* Task goal: Give the records again, word for word.

[Stored data entries]
━━━━

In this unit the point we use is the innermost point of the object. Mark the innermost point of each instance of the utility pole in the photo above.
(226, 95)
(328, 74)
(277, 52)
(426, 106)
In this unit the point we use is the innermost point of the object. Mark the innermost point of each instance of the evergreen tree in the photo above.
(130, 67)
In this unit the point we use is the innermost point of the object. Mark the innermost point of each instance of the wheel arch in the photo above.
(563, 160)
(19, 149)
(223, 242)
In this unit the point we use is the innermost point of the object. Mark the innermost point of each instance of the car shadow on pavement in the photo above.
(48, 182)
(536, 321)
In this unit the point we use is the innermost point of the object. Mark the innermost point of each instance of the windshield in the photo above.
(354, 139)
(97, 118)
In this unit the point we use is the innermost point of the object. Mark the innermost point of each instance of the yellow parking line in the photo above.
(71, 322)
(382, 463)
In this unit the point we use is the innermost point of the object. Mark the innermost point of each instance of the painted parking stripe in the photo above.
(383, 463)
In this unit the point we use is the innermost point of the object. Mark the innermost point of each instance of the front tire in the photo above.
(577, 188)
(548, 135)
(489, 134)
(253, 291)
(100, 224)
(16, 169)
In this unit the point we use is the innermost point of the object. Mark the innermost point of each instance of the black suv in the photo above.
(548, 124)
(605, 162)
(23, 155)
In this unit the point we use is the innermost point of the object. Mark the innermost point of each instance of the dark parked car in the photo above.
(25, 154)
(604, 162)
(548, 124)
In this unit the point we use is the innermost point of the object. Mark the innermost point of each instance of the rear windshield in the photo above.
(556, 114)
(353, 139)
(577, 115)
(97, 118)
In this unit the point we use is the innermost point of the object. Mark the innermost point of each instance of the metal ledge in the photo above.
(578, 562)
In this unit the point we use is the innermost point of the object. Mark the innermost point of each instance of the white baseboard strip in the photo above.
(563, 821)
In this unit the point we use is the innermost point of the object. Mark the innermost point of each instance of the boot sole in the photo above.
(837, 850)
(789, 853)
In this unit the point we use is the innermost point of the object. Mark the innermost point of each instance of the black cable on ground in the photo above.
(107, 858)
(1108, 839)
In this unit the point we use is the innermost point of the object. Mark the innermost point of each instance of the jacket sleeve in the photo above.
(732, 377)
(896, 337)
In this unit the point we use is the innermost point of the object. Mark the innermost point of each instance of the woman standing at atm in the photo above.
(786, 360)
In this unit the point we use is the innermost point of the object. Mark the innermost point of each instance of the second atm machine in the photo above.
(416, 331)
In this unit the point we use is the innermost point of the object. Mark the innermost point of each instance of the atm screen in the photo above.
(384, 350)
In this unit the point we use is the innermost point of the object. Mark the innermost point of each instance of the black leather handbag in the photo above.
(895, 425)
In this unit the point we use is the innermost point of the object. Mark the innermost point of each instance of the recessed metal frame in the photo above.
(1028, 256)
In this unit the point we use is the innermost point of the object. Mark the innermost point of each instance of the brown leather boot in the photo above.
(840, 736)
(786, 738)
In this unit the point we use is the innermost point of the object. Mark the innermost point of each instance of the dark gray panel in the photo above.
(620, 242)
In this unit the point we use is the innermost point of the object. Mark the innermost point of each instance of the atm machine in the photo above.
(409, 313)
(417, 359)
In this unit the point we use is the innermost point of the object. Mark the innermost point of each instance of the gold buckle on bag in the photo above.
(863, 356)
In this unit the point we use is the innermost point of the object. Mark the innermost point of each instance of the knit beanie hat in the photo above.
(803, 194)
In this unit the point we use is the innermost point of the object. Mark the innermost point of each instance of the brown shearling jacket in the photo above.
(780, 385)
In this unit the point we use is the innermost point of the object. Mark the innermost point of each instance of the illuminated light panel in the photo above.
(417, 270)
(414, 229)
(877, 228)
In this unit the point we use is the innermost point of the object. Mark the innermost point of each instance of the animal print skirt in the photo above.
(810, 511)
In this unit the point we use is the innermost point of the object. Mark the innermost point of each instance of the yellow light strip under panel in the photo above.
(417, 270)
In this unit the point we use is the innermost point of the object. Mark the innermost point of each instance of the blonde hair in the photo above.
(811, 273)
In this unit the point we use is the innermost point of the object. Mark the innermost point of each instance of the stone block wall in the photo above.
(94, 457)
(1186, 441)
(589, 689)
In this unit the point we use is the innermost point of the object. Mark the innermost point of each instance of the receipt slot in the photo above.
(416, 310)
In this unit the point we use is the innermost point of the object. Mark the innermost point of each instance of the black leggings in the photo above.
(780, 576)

━━━━

* Output for this task:
In this unit the point we use is the innermost point of the object. Mark the innermost point of each instance of the utility pole in the photo above.
(226, 95)
(328, 74)
(277, 52)
(426, 106)
In this unit the point we use is the innermost point of the object. Mark the innermost point of each instance of the evergreen tree in the photo above.
(130, 67)
In this unit the point we use is the innermost point of the object. Mark the innermost point of each instance of the wheel arch in the photo above.
(563, 160)
(19, 149)
(223, 242)
In this unit the point we use is the innermost point of the object. Mark the innermost point of each instance of the car shadow on pavement in the photo above.
(48, 182)
(536, 321)
In this unit the point we use is the innermost point of the object. Mark the innermost point of each instance of the windshield in the photo above.
(354, 139)
(97, 118)
In this unit the point we use is the innermost point of the object. Mark the innermost point of each instance of the yellow parking line in the photo above.
(71, 322)
(382, 463)
In this unit the point we use is the innermost point of the object. Mark the innermost point of each instance of the painted parking stripe in the photo above.
(383, 463)
In this unit the point we use is the innermost point of the object. Mark the innermost point of each instance of the front tire in the photo above.
(577, 188)
(548, 135)
(489, 134)
(253, 291)
(100, 224)
(16, 169)
In this unit the point we use is the innermost point of the object. Mark the innermost point of each instance of the black suv in the photo above.
(548, 124)
(605, 162)
(23, 155)
In this unit the point we use is the innermost point of the object. Mark the innermost point of each instance of the dark parked car in the photo above.
(25, 154)
(604, 162)
(548, 124)
In this unit the point we use is the innermost point of the object. Mark the innermost point of each instance of the rear windshield in the photo above.
(556, 114)
(353, 139)
(577, 115)
(97, 118)
In this unit the point we use is the innermost point of the object. Mark the innermost point of each instance of the metal ledge in the photo above.
(578, 562)
In this unit the point we use is the innermost point of the object. Mark the innermost point of each instance of the white baseboard strip in the photo above.
(563, 821)
In this unit the point we use is the innermost point of the object. Mark the innermost point of each instance of the boot sole in the photo above.
(837, 850)
(789, 853)
In this unit the point we use is the innermost point of the object. Mark the innermost point of each instance of the black cable on ground in the photo above.
(107, 858)
(1108, 839)
In this unit the point we use is the innermost point of the object. Mark the innermost point of each instance of the jacket sleeve in the photo above.
(732, 377)
(896, 337)
In this unit the point we use is the innermost point of the object. Mark the innermost point of each instance of the woman standing at atm in the photo above.
(786, 360)
In this unit the point we use is the innermost point of the object. Mark the innermost point of each instance of the second atm machine in the photo above.
(416, 331)
In this unit the point we use is the innermost point of the object. Mark the innermost point of each instance of the atm screen in the photo above.
(384, 350)
In this unit the point we use is the innermost point of the object. Mark the innermost point of each instance of the black leather handbag in the photo above.
(895, 425)
In this unit the point we use is the innermost point of the object. Mark the innermost point of each instance of the recessed metal frame in the photo above.
(1028, 256)
In this unit the point we use is the innermost point of the object. Mark the innermost point of each instance of the brown leather boot in the photo above.
(840, 736)
(786, 738)
In this unit the point we use is the innermost point of the object. Mark the innermost point of each instance of the dark gray panel in the photo above.
(620, 242)
In this unit the point we use is the innermost point of the object. Mark the innermost point of each instance of the atm machine in the photo above.
(409, 313)
(417, 359)
In this unit the point we use is the innermost point of the object. Mark the innermost point of each instance of the gold buckle on bag in the photo above.
(863, 356)
In this unit the point we use is the innermost point of the object. Mark the innermost point of each instance of the knit beanie hat in the photo above.
(803, 194)
In this unit the point we use is the innermost point of the object. Mark the innermost point of each instance of the brown shearling jacket in the photo above.
(780, 385)
In this unit the point we use is the innermost point of the object. Mark the innermost point of each instance of the illuminated light panel in the photo above.
(417, 270)
(414, 229)
(877, 228)
In this unit the point we use is the innermost point of the object. Mark the innermost point of each instance of the animal print skirt in the photo above.
(810, 511)
In this unit the point we use is the innermost point of the object. Mark the innermost point of each instance of the yellow light strip under panel in the photo above.
(417, 270)
In this unit the point we use is the innermost point of the object. Mark the innermost point of each instance of the blonde hair in the photo above.
(811, 273)
In this unit the point we use is the innermost point of the object. Mark the innermost point of each instance of the stone block wall in the photo above.
(94, 457)
(1186, 441)
(589, 689)
In this unit the point we use is the innermost point of the object. Mark the innermost point of each instance of the receipt slot in the photo above.
(416, 310)
In this unit the point we use is the innermost point of the object. Mark the innermost point of each instance of the black leggings in the photo above.
(780, 576)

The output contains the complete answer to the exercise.